Beginning at the line that includes "For every instance of the orange" in the entries below, print each line exactly as it appears, through the last one.

[Excerpts from a dataset]
•••••

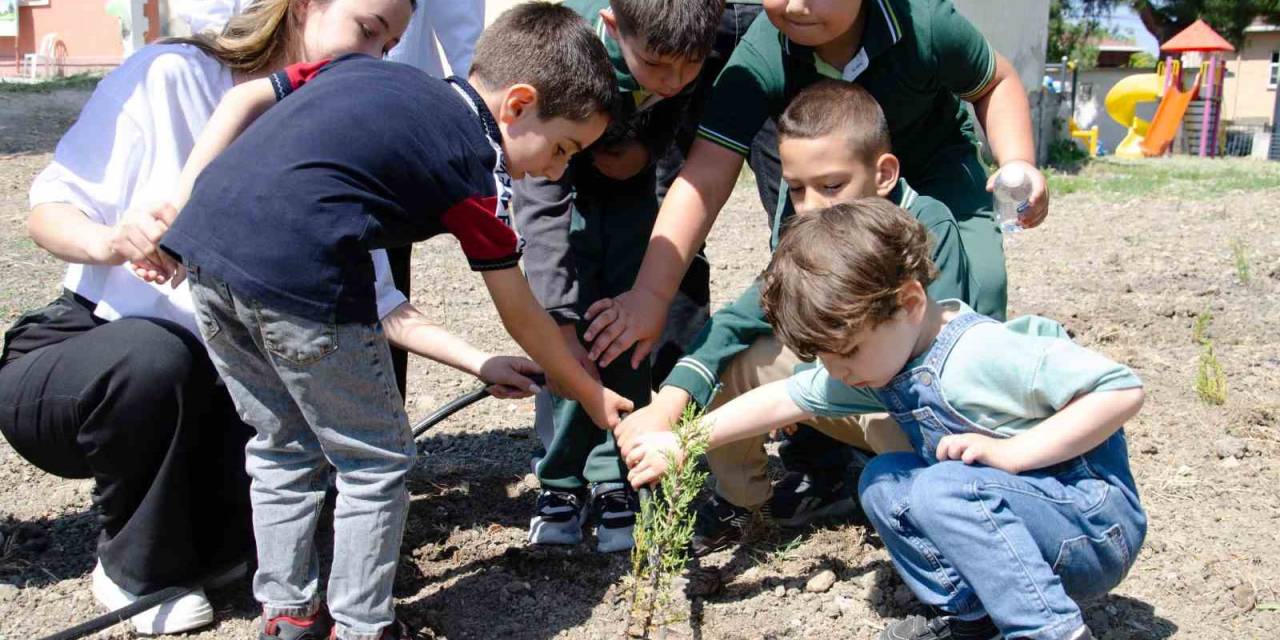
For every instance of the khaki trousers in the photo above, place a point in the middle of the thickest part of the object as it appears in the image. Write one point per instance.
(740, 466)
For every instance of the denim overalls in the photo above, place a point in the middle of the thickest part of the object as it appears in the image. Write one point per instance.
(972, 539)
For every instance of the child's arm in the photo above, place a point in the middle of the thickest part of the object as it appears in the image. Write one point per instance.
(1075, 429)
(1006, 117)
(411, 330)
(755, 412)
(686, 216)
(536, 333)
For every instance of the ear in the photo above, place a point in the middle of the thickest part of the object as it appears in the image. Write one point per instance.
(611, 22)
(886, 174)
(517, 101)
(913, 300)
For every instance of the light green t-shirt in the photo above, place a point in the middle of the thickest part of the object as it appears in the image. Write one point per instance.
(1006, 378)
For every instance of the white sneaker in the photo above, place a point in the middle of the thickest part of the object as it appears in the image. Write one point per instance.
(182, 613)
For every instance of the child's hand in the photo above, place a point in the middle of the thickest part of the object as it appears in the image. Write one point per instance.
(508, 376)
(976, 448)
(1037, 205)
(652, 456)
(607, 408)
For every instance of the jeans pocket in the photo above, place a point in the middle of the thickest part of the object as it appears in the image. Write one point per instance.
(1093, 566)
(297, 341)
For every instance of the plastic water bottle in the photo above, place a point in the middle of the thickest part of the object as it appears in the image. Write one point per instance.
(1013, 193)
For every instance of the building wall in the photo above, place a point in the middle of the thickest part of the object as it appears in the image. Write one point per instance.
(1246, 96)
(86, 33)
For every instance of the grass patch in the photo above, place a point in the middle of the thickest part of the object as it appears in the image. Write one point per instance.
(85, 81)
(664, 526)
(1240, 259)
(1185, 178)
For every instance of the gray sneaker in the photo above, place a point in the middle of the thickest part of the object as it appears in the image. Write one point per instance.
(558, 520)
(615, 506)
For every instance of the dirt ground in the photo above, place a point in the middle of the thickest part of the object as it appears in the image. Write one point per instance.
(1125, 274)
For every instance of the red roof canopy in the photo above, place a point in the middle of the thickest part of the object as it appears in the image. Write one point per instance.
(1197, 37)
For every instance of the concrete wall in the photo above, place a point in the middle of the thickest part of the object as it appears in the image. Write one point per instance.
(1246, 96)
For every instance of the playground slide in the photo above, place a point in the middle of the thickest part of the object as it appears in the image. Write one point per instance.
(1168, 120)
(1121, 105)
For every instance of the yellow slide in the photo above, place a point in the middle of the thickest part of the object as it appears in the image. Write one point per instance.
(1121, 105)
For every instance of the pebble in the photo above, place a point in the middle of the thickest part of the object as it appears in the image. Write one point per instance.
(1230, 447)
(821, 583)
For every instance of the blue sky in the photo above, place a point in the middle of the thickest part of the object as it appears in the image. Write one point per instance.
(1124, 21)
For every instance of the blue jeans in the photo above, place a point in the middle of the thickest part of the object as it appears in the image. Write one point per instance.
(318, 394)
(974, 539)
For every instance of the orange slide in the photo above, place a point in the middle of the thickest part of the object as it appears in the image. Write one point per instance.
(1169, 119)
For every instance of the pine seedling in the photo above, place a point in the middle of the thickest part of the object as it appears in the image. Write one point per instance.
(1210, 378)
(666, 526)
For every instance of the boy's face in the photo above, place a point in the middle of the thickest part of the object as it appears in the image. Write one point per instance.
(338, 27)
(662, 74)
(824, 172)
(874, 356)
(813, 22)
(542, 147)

•••••

# TASK SOLUTION
For every instance of the orange slide in the photo above, place a point in the middle of the thickest part of the object as it appears in the image. Write one point per instance.
(1169, 119)
For every instance of the pine seedling in the photo above, place a point in the middle of the thickest part of the object as it appears in the image. Write one point per instance.
(1210, 378)
(666, 526)
For every instance of the boy's face in the photo above, place a point in the middle of the thickest part of the object as it appears in the image. Write one point per instance.
(338, 27)
(662, 74)
(824, 172)
(874, 356)
(813, 22)
(542, 147)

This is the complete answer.